Excerpts of location labeling data —

···

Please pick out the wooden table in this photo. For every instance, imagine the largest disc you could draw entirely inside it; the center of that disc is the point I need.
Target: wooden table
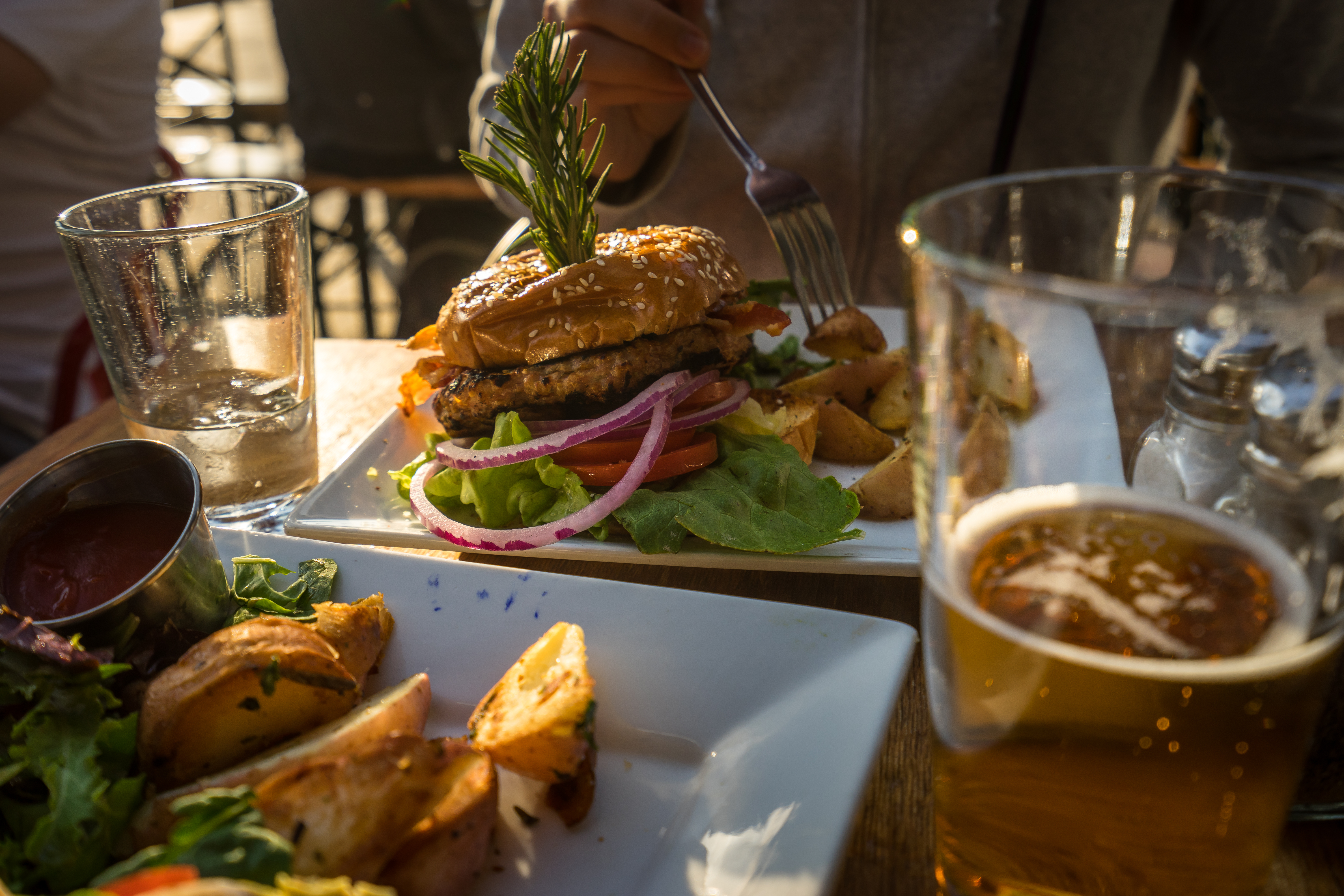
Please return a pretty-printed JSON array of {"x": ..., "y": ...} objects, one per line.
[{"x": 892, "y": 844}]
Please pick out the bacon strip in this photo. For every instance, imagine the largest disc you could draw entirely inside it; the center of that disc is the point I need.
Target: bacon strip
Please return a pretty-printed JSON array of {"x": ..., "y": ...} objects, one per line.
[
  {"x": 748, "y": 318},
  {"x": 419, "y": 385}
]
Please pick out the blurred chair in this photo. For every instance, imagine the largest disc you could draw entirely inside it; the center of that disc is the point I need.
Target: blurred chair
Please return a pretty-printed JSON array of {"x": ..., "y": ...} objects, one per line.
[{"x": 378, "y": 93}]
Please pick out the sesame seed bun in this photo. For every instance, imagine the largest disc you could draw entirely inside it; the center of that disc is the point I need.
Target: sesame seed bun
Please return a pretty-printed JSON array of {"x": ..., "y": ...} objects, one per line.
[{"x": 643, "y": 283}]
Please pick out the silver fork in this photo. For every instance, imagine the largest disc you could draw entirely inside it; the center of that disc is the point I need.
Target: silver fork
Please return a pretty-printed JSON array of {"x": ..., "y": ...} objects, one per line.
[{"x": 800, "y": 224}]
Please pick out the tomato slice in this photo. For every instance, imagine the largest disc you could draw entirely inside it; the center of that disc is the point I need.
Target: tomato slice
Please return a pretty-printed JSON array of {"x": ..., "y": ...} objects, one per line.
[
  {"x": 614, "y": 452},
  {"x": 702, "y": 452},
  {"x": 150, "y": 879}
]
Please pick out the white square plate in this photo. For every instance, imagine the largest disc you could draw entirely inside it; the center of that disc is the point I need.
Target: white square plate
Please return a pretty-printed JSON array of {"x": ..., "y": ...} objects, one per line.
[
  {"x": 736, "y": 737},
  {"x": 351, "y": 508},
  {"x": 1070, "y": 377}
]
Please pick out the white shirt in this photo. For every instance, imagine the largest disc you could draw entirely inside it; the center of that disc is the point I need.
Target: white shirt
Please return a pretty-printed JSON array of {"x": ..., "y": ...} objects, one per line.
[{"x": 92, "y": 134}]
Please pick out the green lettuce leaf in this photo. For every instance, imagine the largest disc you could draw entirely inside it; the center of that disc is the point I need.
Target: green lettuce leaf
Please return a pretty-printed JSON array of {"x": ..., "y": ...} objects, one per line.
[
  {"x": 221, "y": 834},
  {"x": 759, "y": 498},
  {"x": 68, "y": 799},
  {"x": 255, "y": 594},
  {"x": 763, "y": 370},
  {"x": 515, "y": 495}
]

···

THE TASK — Please copy all the rows above word for word, omitting the pictures.

RESPONSE TO THIS EXERCISE —
Please pick out the wooden table in this photo. For every instance, imagine the largest disc you could draw entirely inside it; the center of that disc is the point I need.
Target: wooden table
Please return a pretty-printed JSON array of {"x": ..., "y": ...} objects, one per line.
[{"x": 892, "y": 844}]
Please pick out the bacon strip in this photo. For every instance, imagine the largest disc you could draw entirely inside it; the center of that disc is the point I need.
Target: bacon strip
Please return a pretty-printed JSON array of {"x": ..., "y": ...} objects, one per line.
[
  {"x": 748, "y": 318},
  {"x": 419, "y": 385}
]
Please pick out the blurred chair in this photo. For every instance, imagine the largest disc you could draw entirely inside it; the center of that disc is the point I need.
Target: blurred chair
Please return a pretty-printed JSON array of {"x": ..., "y": ...} objects, one per line.
[{"x": 378, "y": 93}]
Please pick out the sesame seed bun in this photo. For every instance, imagine the largest disc you could draw entirely inside it; the center of that disc is the point I need.
Target: sesame seed bun
Please return a pretty-printed JSON array of {"x": ..., "y": ...} objects, one per line.
[{"x": 643, "y": 283}]
Please pick out the silver fork in this photo. For every instance, imagine the largest disc you could draw entirely inside it; the center of that disc is the point I need.
Target: silver fork
Please return a pretty-printed JSON array of {"x": ..., "y": ...} objects, one per line.
[{"x": 800, "y": 224}]
Please pick out the tomato slice in this photo. For every instance, imagine the largest disc you could draw entirely inside it; the center of that disc is the point I need.
Target: tomato slice
Please return a pretty-printed JSON array of {"x": ..., "y": ...} objects, one per line.
[
  {"x": 614, "y": 452},
  {"x": 702, "y": 452},
  {"x": 150, "y": 879}
]
Please pick out the white square plate in this photo. For every instance, imagine the largest disc you could draw entirely inside it; the center of that disc is the point I need.
Target: white square plate
Please return a pretty-printed JSON array of {"x": ..., "y": ...} objects, one per line.
[
  {"x": 736, "y": 737},
  {"x": 351, "y": 508},
  {"x": 1070, "y": 377}
]
Please pick out the white shirt in this photo. For every instance, imagine the largest disc you could draw entirely inside it; the center of that disc is the point I need.
Target: white shirt
Please return a pretty-printed JSON array of {"x": ..., "y": ...} objects, one per line.
[{"x": 92, "y": 134}]
Please pick out the green lettuce leaf in this photo. For every instance, imagine the largest disc you could draw entirely inside it; the center of that disc is the point I need.
Target: green lettuce leaf
Please return a pretty-printed JSON array of {"x": ..., "y": ...} objects, one per line.
[
  {"x": 221, "y": 834},
  {"x": 759, "y": 498},
  {"x": 68, "y": 799},
  {"x": 255, "y": 594},
  {"x": 763, "y": 370},
  {"x": 515, "y": 495}
]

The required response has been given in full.